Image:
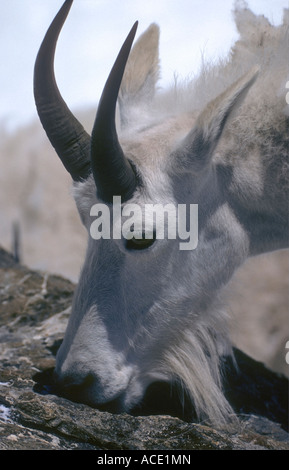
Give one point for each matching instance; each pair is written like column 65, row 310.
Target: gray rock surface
column 34, row 309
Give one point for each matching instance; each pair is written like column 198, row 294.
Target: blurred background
column 34, row 187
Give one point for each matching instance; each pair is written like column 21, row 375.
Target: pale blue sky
column 92, row 36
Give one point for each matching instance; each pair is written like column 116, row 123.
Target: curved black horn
column 112, row 172
column 65, row 133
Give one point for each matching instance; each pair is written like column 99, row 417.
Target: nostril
column 73, row 386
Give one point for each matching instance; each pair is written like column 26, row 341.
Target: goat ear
column 196, row 150
column 141, row 72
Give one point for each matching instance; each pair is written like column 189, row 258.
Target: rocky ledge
column 34, row 308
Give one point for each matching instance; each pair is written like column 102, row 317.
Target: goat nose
column 71, row 385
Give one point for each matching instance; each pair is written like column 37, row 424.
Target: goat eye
column 140, row 243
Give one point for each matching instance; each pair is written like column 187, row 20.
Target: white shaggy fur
column 159, row 309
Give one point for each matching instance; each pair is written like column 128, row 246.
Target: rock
column 34, row 310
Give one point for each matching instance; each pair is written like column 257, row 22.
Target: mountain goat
column 212, row 154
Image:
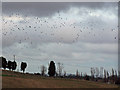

(YOUR INSTRUCTIONS): Each line of the data that contains "matching" belongs in the answer.

(ANSWER SPACE):
Give one point for each matching instance; each pair is written like column 65, row 310.
Give one point for each matching instance; each pair is written like column 198, row 294.
Give one point for each matching instance; each pair is written like column 21, row 375.
Give one point for each matching instance; each pair is written like column 116, row 123.
Give one point for each matching instance; each pair is written like column 99, row 417.
Give one point for each matching instance; each pair is written like column 26, row 341.
Give one point for each matching instance; each pair is written like column 189, row 258.
Give one point for each matching instance; each pair is written like column 102, row 317.
Give one point for each matching instance; each pair is written like column 37, row 424.
Give one point for each matching instance; each pair is written like column 187, row 20.
Give one point for each matching instance; each pair is written like column 128, row 246.
Give one point for each matching instance; each pair is written like column 257, row 22.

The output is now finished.